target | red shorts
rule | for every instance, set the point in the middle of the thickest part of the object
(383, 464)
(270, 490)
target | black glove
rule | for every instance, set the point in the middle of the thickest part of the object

▬▬▬

> **What you need to do**: Print, exactly and only, the lines running from the one with "target | black glove" to the end of the data above.

> **Solution for this problem**:
target | black glove
rule | for every instance, set the point in the middle of the thickest part of the object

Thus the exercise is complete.